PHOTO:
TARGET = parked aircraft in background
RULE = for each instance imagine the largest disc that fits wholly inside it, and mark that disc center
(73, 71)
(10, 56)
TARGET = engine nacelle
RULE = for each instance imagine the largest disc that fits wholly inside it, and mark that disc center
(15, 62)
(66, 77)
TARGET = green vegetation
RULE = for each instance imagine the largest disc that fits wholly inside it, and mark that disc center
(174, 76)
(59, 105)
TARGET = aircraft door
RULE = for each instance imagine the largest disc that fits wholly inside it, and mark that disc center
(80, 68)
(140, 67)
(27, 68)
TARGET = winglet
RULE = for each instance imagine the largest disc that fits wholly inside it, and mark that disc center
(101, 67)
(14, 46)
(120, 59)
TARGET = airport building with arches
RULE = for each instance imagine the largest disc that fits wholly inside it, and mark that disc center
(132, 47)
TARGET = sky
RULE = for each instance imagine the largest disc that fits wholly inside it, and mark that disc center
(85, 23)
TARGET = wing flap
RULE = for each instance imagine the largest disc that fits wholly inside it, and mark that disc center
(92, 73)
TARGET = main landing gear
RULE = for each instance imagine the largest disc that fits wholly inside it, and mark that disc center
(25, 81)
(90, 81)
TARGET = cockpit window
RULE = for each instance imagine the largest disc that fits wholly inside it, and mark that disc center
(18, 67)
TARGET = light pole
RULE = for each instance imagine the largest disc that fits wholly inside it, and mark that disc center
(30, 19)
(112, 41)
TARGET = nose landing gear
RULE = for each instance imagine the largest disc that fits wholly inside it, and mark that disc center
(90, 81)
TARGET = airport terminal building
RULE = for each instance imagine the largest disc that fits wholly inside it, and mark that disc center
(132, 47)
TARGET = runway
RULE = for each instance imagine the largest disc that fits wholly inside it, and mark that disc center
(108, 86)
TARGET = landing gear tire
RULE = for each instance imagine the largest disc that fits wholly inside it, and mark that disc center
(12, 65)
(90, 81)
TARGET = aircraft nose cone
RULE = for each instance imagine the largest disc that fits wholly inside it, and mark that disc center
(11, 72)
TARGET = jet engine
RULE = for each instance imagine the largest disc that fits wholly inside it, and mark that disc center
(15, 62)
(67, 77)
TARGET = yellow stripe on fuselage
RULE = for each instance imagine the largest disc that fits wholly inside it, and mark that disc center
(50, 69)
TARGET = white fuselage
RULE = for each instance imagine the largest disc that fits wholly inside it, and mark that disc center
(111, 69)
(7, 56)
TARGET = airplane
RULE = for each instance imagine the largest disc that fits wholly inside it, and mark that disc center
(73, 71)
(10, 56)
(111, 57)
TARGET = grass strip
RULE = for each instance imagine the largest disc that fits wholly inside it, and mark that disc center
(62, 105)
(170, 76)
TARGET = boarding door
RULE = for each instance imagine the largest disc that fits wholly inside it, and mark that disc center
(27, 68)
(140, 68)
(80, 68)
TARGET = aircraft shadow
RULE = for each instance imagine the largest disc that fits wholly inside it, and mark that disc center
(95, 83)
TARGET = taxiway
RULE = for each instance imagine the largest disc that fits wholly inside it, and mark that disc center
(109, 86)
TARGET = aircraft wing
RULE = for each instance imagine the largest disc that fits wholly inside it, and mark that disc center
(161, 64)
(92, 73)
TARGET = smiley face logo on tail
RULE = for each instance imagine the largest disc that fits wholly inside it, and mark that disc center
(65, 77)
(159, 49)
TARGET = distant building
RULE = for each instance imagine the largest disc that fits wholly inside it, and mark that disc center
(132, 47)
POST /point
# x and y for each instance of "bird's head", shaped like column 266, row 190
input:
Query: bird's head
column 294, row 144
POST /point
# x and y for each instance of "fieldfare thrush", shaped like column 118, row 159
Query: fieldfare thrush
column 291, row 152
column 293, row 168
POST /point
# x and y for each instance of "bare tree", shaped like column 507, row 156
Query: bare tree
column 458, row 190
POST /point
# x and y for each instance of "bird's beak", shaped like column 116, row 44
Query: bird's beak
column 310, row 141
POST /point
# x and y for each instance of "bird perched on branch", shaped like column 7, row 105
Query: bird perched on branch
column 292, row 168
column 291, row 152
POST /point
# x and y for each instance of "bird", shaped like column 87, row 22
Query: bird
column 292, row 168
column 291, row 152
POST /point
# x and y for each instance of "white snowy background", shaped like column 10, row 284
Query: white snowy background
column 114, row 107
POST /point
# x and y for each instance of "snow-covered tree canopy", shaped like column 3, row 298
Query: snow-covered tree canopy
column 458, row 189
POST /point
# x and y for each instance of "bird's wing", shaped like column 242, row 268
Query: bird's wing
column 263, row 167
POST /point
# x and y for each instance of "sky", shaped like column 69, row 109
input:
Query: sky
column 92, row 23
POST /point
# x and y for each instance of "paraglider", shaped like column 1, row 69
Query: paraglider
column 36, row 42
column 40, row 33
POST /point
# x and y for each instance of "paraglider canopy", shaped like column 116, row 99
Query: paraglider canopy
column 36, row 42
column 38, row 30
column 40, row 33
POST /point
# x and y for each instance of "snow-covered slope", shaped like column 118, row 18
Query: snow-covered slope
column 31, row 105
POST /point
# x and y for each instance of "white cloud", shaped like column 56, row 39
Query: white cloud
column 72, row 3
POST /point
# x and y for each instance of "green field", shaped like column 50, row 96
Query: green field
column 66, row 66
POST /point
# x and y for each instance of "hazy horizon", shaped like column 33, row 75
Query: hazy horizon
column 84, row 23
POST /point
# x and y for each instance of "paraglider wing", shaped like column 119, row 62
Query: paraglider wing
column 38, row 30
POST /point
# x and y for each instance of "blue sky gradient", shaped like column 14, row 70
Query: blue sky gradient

### EXERCISE DIRECTIONS
Transcribe all of the lines above character for character, with no alterations.

### CORRECT OUTPUT
PHOTO:
TARGET = parked aircraft in background
RULE = for each instance imagine the largest disc that fits wholly inside it, and mark that disc center
(73, 71)
(10, 56)
TARGET = engine nacelle
RULE = for each instance imagine the largest disc that fits wholly inside it, and mark that disc center
(15, 62)
(66, 77)
TARGET = green vegetation
RULE = for each instance imagine the largest disc that fits wholly inside it, and mark that disc center
(174, 76)
(59, 105)
TARGET = aircraft door
RULE = for each instance imagine the largest disc that fits wholly inside it, and mark that disc center
(80, 68)
(140, 67)
(27, 68)
TARGET = winglet
RULE = for each instance imagine the largest disc that fits wholly inside it, and mark that disc center
(101, 67)
(14, 46)
(120, 59)
TARGET = airport building with arches
RULE = for each instance imagine the largest disc that fits wholly inside it, and mark that disc center
(132, 47)
TARGET = sky
RULE = for each instance imagine the largest disc that fits wholly inside it, and mark that disc center
(85, 23)
TARGET = wing flap
RULE = for each instance imagine the largest disc that fits wholly inside it, and mark that disc center
(92, 73)
TARGET = main landing gear
RULE = for each instance imagine the largest disc that fits wholly inside it, and mark that disc center
(25, 81)
(90, 81)
TARGET = cockpit window
RULE = for each instance imagine the largest disc that fits wholly inside it, and mark that disc center
(18, 67)
TARGET = light pole
RULE = for each instance imagine the largest disc that fits wholly inside it, and mark that disc center
(30, 19)
(112, 41)
TARGET = nose landing gear
RULE = for each instance imagine the largest disc that fits wholly inside it, and mark that disc center
(90, 81)
TARGET = airport terminal building
RULE = for each instance imagine the largest disc that fits wholly inside it, and mark that disc center
(132, 47)
TARGET = runway
RULE = for each instance imagine the largest disc that fits wholly inside it, and mark that disc center
(108, 86)
TARGET = landing gear tire
RULE = for each instance imagine the largest disc that fits wholly inside it, and mark that disc center
(12, 65)
(90, 81)
TARGET = aircraft nose cone
RULE = for each instance imagine the largest disc that fits wholly inside it, and mark that disc center
(11, 72)
TARGET = jet engine
RULE = for each instance imagine the largest disc that fits wholly inside it, and mark that disc center
(15, 62)
(67, 77)
TARGET = yellow stripe on fuselage
RULE = for each instance imagine the largest disc that fits wholly inside it, and mark that disc center
(50, 69)
TARGET = white fuselage
RULE = for each instance imagine the largest disc that fits wholly inside it, and mark that disc center
(111, 69)
(7, 56)
TARGET = airplane
RULE = for each instance imagine the largest disc that fits wholly inside it, and mark that disc center
(73, 71)
(10, 56)
(111, 57)
TARGET = grass strip
RULE = for each instance imagine the largest disc that fits wholly inside it, and mark that disc center
(62, 105)
(170, 76)
TARGET = boarding door
RULE = for each instance imagine the largest disc that fits wholly inside it, and mark that disc center
(27, 68)
(140, 68)
(80, 68)
TARGET = aircraft shadow
RULE = for each instance imagine the largest disc that fits wholly inside it, and mark that disc center
(95, 83)
TARGET = taxiway
RULE = for each instance imagine the largest disc that fits wholly inside it, and mark that disc center
(109, 86)
TARGET = aircraft wing
RULE = for each instance imagine the largest disc that fits wholly inside it, and mark that disc center
(161, 64)
(92, 73)
TARGET = smiley face logo on tail
RULE = for each instance imagine the largest disc that fits wholly inside it, and mark that disc center
(65, 77)
(159, 49)
TARGET = distant building
RULE = for each instance imagine the largest disc that fits wholly inside it, and mark that disc center
(132, 47)
POST /point
# x and y for each instance of "bird's head", shaped like column 266, row 190
input:
Query: bird's head
column 294, row 144
POST /point
# x and y for each instance of "fieldfare thrush", shaped like column 118, row 159
Query: fieldfare thrush
column 291, row 152
column 293, row 168
POST /point
# x and y for each instance of "bare tree", shaped like column 507, row 156
Query: bare tree
column 458, row 190
POST /point
# x and y for each instance of "bird's beak", shaped like column 116, row 44
Query: bird's beak
column 310, row 141
POST /point
# x and y for each instance of "bird perched on branch", shaped like column 7, row 105
Query: bird perched on branch
column 292, row 168
column 291, row 152
POST /point
# x and y for each instance of "bird", shaped like column 87, row 22
Query: bird
column 292, row 168
column 291, row 152
POST /point
# x and y for each instance of "white snowy background", shaped like column 10, row 284
Query: white snowy background
column 114, row 107
POST /point
# x and y for each instance of "snow-covered tree canopy", shaped like column 3, row 298
Query: snow-covered tree canopy
column 458, row 189
POST /point
# x and y for each instance of "bird's wing", shaped like column 242, row 268
Query: bird's wing
column 263, row 167
POST /point
# x and y for each instance of "sky", shaped like column 69, row 109
input:
Query: sky
column 92, row 23
POST /point
# x and y for each instance of "paraglider", shaped like column 1, row 69
Query: paraglider
column 36, row 42
column 40, row 33
POST /point
# x and y for each instance of "paraglider canopy", shaped like column 116, row 99
Query: paraglider canopy
column 36, row 42
column 38, row 30
column 40, row 33
POST /point
# x and y for each instance of "snow-covered slope", shaped like column 118, row 18
Query: snow-covered slope
column 31, row 105
POST /point
# x and y for each instance of "white cloud", shaped like column 56, row 39
Query: white cloud
column 72, row 3
POST /point
# x and y for each instance of "green field", shaped like column 50, row 96
Query: green field
column 66, row 66
POST /point
# x and y for each instance of "hazy horizon", shaped like column 33, row 75
Query: hazy horizon
column 84, row 23
POST /point
# x and y for each instance of "paraglider wing", shaped like column 119, row 62
Query: paraglider wing
column 38, row 30
POST /point
# x and y for each instance of "blue sky gradient", shaped like column 14, row 70
Query: blue sky gradient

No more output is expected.